◆ **What the task requires**: Write out the entries exactly, pictures excluded.

◆ **Material provided**:
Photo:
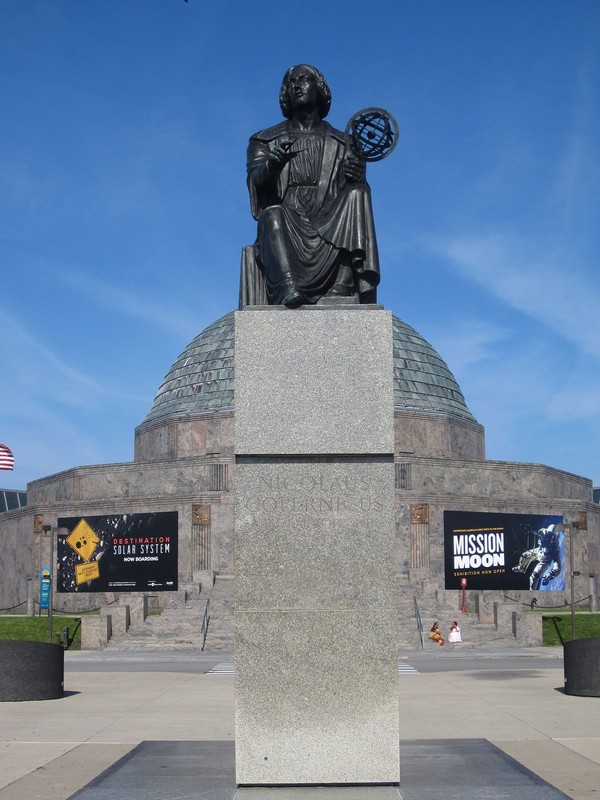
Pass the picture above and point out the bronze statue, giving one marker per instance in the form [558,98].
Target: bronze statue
[316,236]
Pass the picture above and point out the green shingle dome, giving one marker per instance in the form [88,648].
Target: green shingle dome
[202,381]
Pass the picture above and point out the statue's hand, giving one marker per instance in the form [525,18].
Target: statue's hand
[354,169]
[281,154]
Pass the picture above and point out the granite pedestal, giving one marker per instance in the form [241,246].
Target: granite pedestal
[316,626]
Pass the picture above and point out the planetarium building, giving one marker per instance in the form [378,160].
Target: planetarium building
[164,522]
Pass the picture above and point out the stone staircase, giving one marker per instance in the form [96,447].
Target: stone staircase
[438,607]
[219,636]
[177,627]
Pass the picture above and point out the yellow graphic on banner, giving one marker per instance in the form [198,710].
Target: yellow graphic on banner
[86,572]
[83,540]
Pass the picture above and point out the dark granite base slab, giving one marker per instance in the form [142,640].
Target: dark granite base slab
[452,769]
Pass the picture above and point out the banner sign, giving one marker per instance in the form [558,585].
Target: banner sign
[118,553]
[503,551]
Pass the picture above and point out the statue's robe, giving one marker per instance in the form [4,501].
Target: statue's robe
[325,222]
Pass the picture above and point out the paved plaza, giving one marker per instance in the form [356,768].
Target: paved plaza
[462,699]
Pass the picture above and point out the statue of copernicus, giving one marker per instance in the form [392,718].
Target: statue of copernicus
[316,236]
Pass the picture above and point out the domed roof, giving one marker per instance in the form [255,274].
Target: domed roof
[201,380]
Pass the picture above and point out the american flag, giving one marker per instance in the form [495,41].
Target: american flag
[7,460]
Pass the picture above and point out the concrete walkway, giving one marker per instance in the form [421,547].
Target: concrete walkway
[50,749]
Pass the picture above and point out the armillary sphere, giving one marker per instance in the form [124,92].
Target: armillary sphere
[372,134]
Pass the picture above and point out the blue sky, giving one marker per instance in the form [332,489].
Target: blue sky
[123,205]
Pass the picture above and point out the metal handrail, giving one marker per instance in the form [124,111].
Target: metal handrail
[205,621]
[419,621]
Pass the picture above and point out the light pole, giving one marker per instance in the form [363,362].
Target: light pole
[48,529]
[570,527]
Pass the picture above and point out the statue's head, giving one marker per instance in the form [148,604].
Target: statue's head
[323,91]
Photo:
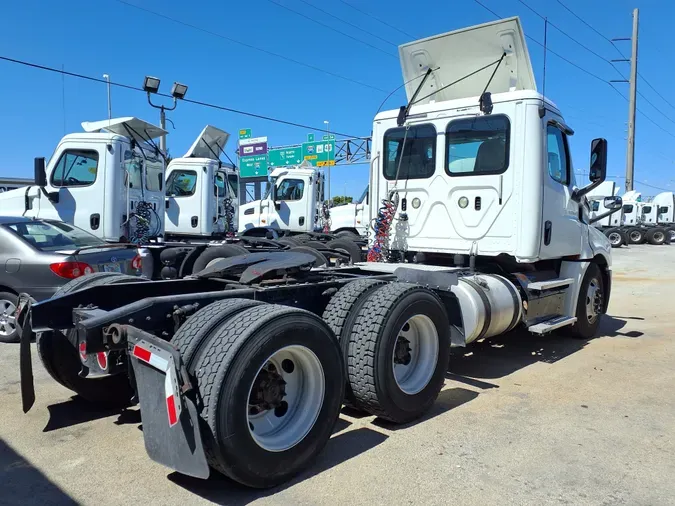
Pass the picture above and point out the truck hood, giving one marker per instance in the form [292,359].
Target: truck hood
[462,52]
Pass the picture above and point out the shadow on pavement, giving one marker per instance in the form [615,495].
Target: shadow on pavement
[505,354]
[447,400]
[21,483]
[75,411]
[339,449]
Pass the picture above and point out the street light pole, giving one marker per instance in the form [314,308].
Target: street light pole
[327,123]
[107,78]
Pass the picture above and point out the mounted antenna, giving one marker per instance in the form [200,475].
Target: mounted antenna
[405,109]
[542,109]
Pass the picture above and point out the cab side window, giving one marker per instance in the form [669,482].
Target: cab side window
[290,189]
[558,156]
[76,167]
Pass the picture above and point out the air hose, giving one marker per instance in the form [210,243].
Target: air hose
[379,251]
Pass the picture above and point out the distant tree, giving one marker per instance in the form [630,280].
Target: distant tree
[340,199]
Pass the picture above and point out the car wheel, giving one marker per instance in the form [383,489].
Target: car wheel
[9,332]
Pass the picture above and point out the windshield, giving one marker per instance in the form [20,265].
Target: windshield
[53,235]
[154,174]
[363,199]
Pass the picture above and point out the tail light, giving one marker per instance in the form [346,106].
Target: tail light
[71,270]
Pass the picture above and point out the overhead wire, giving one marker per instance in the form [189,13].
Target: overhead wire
[320,23]
[250,46]
[166,95]
[357,9]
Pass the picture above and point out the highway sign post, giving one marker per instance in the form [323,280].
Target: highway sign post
[319,153]
[283,157]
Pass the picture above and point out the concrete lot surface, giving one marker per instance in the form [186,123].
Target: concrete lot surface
[521,420]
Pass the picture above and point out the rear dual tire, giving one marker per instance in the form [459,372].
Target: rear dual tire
[242,365]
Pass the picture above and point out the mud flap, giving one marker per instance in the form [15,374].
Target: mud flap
[23,320]
[170,422]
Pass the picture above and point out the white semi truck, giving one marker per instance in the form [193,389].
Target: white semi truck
[243,368]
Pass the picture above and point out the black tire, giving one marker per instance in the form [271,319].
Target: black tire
[585,328]
[348,246]
[656,236]
[9,331]
[320,259]
[373,339]
[59,357]
[341,312]
[348,234]
[616,238]
[225,375]
[216,252]
[190,337]
[635,235]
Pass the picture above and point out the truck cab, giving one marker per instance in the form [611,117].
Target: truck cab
[292,202]
[107,180]
[201,191]
[352,217]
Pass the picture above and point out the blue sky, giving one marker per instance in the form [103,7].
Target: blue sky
[107,36]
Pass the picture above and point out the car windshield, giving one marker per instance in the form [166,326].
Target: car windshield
[53,235]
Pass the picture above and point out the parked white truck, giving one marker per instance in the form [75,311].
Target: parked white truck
[242,369]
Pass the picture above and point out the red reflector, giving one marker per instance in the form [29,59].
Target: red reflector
[102,360]
[71,270]
[171,409]
[142,353]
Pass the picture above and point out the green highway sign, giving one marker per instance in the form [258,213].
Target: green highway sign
[253,166]
[319,153]
[282,157]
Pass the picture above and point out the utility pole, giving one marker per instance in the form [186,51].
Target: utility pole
[630,150]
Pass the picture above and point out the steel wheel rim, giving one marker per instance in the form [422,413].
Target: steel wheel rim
[7,317]
[415,354]
[593,301]
[615,238]
[284,424]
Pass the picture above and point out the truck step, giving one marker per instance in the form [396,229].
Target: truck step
[550,325]
[549,284]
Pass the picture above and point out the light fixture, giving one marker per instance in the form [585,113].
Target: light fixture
[178,91]
[151,84]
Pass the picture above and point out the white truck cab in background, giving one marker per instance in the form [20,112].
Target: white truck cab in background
[201,191]
[352,217]
[107,180]
[293,202]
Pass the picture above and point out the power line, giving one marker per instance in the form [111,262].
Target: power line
[348,23]
[378,19]
[250,46]
[189,101]
[310,18]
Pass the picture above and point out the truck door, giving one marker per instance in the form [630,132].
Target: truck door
[184,196]
[290,209]
[561,234]
[78,177]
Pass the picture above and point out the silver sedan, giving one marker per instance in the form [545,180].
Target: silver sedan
[39,256]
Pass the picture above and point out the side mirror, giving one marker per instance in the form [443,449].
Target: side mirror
[40,172]
[612,203]
[598,167]
[597,170]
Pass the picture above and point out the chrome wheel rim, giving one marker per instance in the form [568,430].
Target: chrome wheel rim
[7,317]
[593,301]
[285,398]
[415,354]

◆ **Answer to the problem**:
Photo:
Pass the picture above and point out the bronze statue, giving one marker per instance in the form [558,98].
Target: bronze statue
[316,236]
Pass the picture above and point out the green shingle dome, giving one marker per instance in the form [88,648].
Target: green shingle dome
[202,381]
Pass the picture above and point out the statue's hand, giving one marker per instance in the form [525,18].
Target: statue's hand
[354,169]
[281,154]
Pass the picture above and point out the granite pedestal, giving one marker per instance in the form [241,246].
Target: granite pedestal
[316,626]
Pass the picture above and point out the planetarium building, giving one marker per instance in the form [378,160].
Target: planetarium building
[164,522]
Pass the picture above and point out the stone staircase, giving one marker per instance in the form [96,447].
Target: stone staircase
[438,607]
[219,636]
[177,627]
Pass the picture above and point out the yellow graphic on banner, giving one marker per instance in the form [198,710].
Target: yellow graphic on banner
[86,572]
[83,540]
Pass the picture above and point out the dark granite base slab, giving one marker per instance in the form [142,640].
Target: dark granite base slab
[452,769]
Pass the picture above and point out the banner sign, giving one marker per instance in the form [558,585].
Target: banner sign
[118,553]
[503,551]
Pass the picture above and point out the statue's robe, giving one marker per instance in the form [4,501].
Target: statue's robe
[325,222]
Pass the picture above and point out the paved plaza, giving one marker per instance in the form [356,768].
Target: paved plaza
[462,699]
Pass the picture above and point out the statue of copernicus, giving one marker per instance in the form [392,718].
Target: statue of copernicus
[316,236]
Pass the picture above and point out the domed roof, giving one marker per instance in the form [255,274].
Target: domed roof
[201,380]
Pass the picture above and point out the american flag, giving one marker per instance in the form [495,41].
Target: american flag
[7,460]
Pass the picture above and point out the concrete walkway, giving one marker per instance in the form [421,547].
Target: concrete walkway
[50,749]
Pass the picture above and point out the armillary sphere, giving one marker per instance in the form [124,92].
Target: armillary sphere
[372,134]
Pass the picture above and point out the blue sky, giving one marker per instance in the form [332,489].
Target: blue sky
[123,205]
Pass the picture above and point out the metal handrail, giving one marker per instance in the form [124,111].
Target: metal handrail
[205,621]
[419,621]
Pass the picture above and point out the light pole, giving one marker per instance in the form [363,362].
Target: light pole
[48,529]
[570,527]
Pass the picture above and point out the statue's head, giving one marker per instance in the form [148,604].
Target: statue's head
[323,91]
Photo:
Pass the picture above and point out the truck hood, giving one marker per instance in the form [292,359].
Target: truck hood
[462,52]
Pass the picture above and point out the shadow on pavement, giving one marker per instance in the form [615,495].
Target: shadow on pavement
[505,354]
[447,400]
[21,483]
[75,411]
[339,449]
Pass the picture above and point out the street light pole, giving one marker per instance in the form [314,308].
Target: street light pole
[327,123]
[107,78]
Pass the picture above and point out the mounted antenna, giving one marker per instance in the form [200,475].
Target: mounted antenna
[405,109]
[542,109]
Pass the picture above and point out the cab side window, giving one marker per instance in the form [669,482].
Target: cab side window
[290,189]
[558,156]
[76,167]
Pass the picture above and point out the air hose, giving one marker per instance in the form [210,243].
Target: air hose
[379,251]
Pass the picture above and point out the distant tree, giving one marker per instance in the form [630,280].
Target: distant tree
[340,199]
Pass the picture above and point out the car wheel, giving one marker per instance in the form [383,489].
Target: car wheel
[9,332]
Pass the picture above and point out the windshield, giving one marker per instance in the form [20,265].
Target: windshield
[53,235]
[154,174]
[363,199]
Pass the picture above and point out the tail light, giving one marker per instance in the form [346,106].
Target: tail light
[71,270]
Pass the picture above and point out the overhead wire, giving one marker per instance in the form [189,13].
Target: overhead wire
[320,23]
[250,46]
[166,95]
[357,9]
Pass the picture above and point out the highway sign post, giving one marker per instance in the form [323,280].
Target: highway sign post
[319,153]
[283,157]
Pass the picture above and point out the concrete lot surface, giving one marker per instance in the form [186,123].
Target: concrete lot surface
[521,420]
Pass the picture above and point out the rear dual tire, giving one marker per instance in the form [459,372].
Target: rear dual tire
[242,365]
Pass the picture above and point out the mud flap, giving one marker per instance in the form [15,374].
Target: mud flap
[23,320]
[170,422]
Pass the picture above and point out the white semi truck, giving one marker per instance in the form [193,389].
Target: white semi truck
[243,368]
Pass the picture above and point out the black tire, giving one marker per instance in the form [271,319].
Target: black tire
[585,328]
[348,246]
[656,236]
[9,331]
[320,259]
[373,339]
[59,357]
[341,312]
[348,234]
[616,238]
[225,375]
[216,252]
[190,337]
[635,235]
Pass the picture above and point out the truck cab, giving one marker per instance in the form [611,117].
Target: truck cab
[292,202]
[107,180]
[201,191]
[352,217]
Pass the picture above and point out the blue sky, giving one marker per instance in the form [103,7].
Target: blue sky
[107,36]
Pass the picture above and point out the car windshield, giving one marker per instance in the form [166,326].
Target: car windshield
[53,235]
Pass the picture above and point out the parked white truck, giving one marker per instance in the form [75,311].
Target: parked white truck
[242,369]
Pass the picture above and point out the red reflector, giving one marker per instance in the form [29,59].
Target: red reflector
[102,360]
[71,270]
[171,409]
[142,353]
Pass the picture above and point out the green highway sign, giving one marker per instance in the form [258,213].
Target: green highway sign
[253,166]
[319,153]
[282,157]
Pass the picture above and point out the utility pole, giving one marker per instance in the form [186,51].
Target: utility pole
[630,150]
Pass the picture above and point out the steel wheel rim, giving one marker per instance in the form [422,413].
Target: steel wheel rim
[7,317]
[415,354]
[593,301]
[615,238]
[284,424]
Pass the picture above and point out the truck step, giving one marker per instance in the form [396,229].
Target: truck step
[550,325]
[549,284]
Pass the picture above and point out the light fixture, giving one marker per instance in the form [585,113].
Target: light fixture
[178,91]
[151,84]
Pass the picture above and point out the white truck cab in background, giving one marker per instance in the form [20,112].
Target: white truck cab in background
[201,191]
[352,217]
[107,180]
[293,202]
Pass the picture above and point out the power line, giving one marker per instance in the form [111,262].
Target: power line
[348,23]
[378,19]
[250,46]
[189,101]
[310,18]
Pass the picture above and point out the truck door, giving one marker per instance in the form [630,132].
Target: truck door
[184,196]
[290,209]
[561,234]
[78,177]
Pass the picture above and point out the silver sedan, giving one marker per instance in the form [545,180].
Target: silver sedan
[39,256]
Pass the picture above and point out the side mirror, giving one marker per instance in the form [443,449].
Target: side mirror
[40,172]
[612,203]
[598,167]
[597,170]
Pass the picture above and point out the chrome wheel rim, giving one marker per instance in the form [568,430].
Target: chrome wheel rim
[7,317]
[593,301]
[285,398]
[415,354]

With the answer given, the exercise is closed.